Tanto Timóteo como Tito sentem-se a exercer um ministério que dá continuidade ao serviço apostólico de quem o receberam e sentem que estão a edificar a Igreja no exercício dos ministérios que lhes foram conferidos pelos apóstolos. É sempre o mesmo Espírito a fazer crescer a Igreja como Corpo de Cristo por meio do anúncio do Evangelho, da celebração dos sacramentos, da realização das diferentes funções por parte dos seus membros, nomeadamente por parte dos que receberam a imposição das mãos para continuar a missão apostólica.

Na mesma Primeira Carta aos Coríntios, 12, Paulo compara a comunidade cristã a um corpo humano, mas edificada pela força criadora do Espírito que lhe foi dado no batismo e não pela iniciativa de cada um dos seus membros. Sendo construída pela pluralidade de muitos membros solidários entre si, estão numa dependência recíproca, pois precisam uns dos outros e cuidam uns dos outros numa relação de complementaridade.  Desse modo, são muitos membros, mas constituem um só corpo unidos por Cristo a quem pertencem, de tal modo que podem chamar-se Corpo de Cristo.

■ Dados da tarefa ■
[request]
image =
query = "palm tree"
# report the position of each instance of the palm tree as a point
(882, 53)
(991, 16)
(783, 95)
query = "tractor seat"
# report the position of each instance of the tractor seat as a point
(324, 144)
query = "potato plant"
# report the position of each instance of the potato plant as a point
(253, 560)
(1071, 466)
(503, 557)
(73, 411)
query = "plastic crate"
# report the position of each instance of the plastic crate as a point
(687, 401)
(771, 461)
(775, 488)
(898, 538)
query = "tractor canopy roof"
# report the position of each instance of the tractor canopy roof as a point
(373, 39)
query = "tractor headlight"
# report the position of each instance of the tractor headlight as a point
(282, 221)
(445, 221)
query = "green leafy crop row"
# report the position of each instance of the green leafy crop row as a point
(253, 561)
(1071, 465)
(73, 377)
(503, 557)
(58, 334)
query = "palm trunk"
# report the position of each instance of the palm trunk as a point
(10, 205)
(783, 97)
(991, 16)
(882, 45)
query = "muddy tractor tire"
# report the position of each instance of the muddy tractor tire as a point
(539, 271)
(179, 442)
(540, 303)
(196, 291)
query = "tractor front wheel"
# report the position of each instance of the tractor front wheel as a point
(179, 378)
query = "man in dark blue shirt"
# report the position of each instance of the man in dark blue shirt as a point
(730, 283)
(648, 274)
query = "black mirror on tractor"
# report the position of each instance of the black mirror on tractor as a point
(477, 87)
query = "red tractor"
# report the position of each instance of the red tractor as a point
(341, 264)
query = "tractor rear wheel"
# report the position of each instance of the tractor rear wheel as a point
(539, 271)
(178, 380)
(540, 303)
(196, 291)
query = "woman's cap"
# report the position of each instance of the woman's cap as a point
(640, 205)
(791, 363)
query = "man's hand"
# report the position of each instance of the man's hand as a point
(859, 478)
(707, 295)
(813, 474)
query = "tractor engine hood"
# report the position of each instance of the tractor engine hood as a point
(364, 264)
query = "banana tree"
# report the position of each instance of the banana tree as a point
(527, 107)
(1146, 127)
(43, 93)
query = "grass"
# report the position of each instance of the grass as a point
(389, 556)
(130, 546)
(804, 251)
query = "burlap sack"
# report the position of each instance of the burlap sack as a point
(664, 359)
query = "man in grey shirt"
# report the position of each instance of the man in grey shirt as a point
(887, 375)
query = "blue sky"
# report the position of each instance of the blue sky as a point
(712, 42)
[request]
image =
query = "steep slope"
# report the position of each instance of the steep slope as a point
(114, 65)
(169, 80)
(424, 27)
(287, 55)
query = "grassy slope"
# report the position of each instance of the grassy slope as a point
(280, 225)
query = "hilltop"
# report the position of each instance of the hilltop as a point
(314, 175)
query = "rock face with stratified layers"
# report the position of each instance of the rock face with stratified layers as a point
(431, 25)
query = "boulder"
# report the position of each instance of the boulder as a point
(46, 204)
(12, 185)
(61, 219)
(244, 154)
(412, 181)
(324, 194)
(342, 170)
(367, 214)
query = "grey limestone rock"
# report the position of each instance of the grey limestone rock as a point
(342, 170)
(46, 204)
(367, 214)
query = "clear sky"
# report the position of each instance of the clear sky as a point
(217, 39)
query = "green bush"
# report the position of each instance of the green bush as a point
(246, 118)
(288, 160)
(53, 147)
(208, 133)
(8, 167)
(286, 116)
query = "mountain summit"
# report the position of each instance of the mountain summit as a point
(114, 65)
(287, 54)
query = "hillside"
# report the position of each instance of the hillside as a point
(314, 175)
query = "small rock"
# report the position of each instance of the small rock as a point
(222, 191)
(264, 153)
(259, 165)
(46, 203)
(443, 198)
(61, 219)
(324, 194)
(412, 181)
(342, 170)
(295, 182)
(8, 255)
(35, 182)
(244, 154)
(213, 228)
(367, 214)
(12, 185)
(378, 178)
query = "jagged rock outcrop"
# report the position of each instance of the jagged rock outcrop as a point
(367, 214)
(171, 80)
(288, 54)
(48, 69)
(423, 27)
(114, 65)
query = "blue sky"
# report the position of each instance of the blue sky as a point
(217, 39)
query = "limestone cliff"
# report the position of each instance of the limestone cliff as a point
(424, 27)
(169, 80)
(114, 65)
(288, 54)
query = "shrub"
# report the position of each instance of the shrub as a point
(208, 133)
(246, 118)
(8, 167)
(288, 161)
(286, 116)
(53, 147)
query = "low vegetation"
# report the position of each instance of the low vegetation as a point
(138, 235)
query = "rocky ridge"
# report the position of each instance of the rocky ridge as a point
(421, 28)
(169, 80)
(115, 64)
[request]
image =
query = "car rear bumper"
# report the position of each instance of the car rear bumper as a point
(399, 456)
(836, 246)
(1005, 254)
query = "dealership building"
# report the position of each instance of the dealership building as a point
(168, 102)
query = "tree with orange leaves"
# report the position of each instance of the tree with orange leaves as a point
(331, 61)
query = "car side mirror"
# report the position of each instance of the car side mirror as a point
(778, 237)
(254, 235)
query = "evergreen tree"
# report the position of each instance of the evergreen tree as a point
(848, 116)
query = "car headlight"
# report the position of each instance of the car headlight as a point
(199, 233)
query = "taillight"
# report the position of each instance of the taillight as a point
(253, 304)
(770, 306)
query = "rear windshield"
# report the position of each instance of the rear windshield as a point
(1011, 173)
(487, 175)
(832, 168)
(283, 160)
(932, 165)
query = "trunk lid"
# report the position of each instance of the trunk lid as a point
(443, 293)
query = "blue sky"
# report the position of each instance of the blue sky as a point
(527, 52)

...

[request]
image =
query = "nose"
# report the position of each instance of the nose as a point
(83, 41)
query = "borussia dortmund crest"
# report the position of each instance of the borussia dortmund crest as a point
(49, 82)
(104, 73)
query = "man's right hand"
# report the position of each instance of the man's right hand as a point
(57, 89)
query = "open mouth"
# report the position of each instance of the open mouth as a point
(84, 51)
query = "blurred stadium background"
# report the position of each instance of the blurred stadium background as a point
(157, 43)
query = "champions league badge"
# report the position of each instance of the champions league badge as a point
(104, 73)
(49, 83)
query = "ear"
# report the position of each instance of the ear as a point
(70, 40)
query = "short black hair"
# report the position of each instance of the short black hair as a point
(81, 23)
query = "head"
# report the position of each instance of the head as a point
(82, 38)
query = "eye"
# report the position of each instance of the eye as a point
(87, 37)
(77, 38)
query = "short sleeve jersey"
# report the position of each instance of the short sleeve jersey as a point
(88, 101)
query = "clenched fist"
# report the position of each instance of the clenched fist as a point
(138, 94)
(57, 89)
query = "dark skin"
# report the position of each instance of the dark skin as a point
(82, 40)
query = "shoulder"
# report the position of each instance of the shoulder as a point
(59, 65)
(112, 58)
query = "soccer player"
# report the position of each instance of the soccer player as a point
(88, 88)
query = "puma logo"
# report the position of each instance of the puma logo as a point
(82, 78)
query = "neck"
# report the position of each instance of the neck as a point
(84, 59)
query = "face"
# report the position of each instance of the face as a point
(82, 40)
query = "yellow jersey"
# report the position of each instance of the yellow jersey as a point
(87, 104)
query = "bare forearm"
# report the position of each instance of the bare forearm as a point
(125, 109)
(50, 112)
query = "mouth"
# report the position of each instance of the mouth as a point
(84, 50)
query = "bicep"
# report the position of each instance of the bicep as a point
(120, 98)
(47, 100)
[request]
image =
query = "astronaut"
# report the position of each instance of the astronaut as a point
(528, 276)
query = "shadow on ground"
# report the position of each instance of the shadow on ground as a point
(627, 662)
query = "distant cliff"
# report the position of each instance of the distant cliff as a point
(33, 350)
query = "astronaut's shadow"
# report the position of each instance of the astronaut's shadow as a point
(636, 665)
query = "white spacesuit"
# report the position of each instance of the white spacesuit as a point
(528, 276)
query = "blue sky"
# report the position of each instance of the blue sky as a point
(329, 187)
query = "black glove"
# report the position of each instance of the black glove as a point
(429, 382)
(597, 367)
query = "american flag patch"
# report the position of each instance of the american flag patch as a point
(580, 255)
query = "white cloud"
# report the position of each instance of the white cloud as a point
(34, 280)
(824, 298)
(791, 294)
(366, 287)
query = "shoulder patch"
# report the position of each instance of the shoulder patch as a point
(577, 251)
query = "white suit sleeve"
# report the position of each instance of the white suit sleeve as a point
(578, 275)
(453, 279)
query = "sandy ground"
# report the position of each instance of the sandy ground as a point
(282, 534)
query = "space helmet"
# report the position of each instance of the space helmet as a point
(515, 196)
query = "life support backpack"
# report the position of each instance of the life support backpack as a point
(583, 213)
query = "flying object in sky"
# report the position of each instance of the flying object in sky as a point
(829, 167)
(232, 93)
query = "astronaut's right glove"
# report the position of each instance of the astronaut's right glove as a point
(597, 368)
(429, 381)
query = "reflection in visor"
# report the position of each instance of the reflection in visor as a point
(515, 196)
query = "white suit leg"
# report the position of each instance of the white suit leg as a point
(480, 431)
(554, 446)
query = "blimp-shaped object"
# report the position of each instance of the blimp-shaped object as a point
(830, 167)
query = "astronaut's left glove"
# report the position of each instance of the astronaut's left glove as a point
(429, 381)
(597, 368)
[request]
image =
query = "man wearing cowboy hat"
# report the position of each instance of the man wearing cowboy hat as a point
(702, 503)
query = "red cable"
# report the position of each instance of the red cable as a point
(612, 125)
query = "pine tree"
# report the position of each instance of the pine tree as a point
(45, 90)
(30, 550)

==

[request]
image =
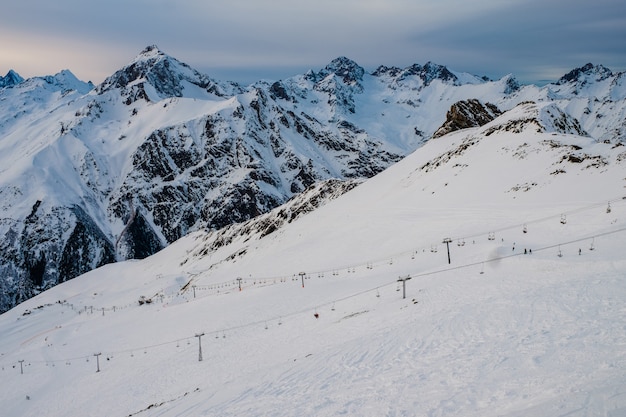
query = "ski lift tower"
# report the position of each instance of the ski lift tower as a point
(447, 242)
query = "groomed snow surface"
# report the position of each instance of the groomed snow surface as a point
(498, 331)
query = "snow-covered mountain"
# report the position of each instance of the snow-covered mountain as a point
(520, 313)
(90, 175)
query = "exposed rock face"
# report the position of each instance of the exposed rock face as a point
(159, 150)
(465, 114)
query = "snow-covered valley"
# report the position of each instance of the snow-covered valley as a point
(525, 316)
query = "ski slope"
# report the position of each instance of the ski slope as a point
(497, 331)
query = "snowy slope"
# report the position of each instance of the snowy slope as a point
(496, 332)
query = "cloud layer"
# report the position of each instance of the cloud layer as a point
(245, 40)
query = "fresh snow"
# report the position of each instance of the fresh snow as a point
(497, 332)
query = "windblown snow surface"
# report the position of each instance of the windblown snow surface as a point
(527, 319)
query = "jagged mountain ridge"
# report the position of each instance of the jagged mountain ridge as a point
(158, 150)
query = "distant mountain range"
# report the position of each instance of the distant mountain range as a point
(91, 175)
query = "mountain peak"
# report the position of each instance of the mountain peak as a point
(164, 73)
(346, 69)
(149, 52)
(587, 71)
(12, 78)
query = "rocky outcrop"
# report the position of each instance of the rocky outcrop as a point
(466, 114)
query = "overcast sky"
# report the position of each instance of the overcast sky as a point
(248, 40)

■ Tarefa breve A ■
Reproduza fielmente o trecho do texto sobre a Igreja como Corpo de Cristo, começando em "Na mesma Primeira" e seguindo até "Corpo de Cristo.".
■ Tarefa breve B ■
Selecione e copie todas as linhas da listagem em que aparece a palavra "roof".

■ Resultado A ■
Na mesma Primeira Carta aos Coríntios, 12, Paulo compara a comunidade cristã a um corpo humano, mas edificada pela força criadora do Espírito que lhe foi dado no batismo e não pela iniciativa de cada um dos seus membros. Sendo construída pela pluralidade de muitos membros solidários entre si, estão numa dependência recíproca, pois precisam uns dos outros e cuidam uns dos outros numa relação de complementaridade.  Desse modo, são muitos membros, mas constituem um só corpo unidos por Cristo a quem pertencem, de tal modo que podem chamar-se Corpo de Cristo.

■ Resultado B ■
query = "tractor canopy roof"
# report the position of each instance of the tractor canopy roof as a point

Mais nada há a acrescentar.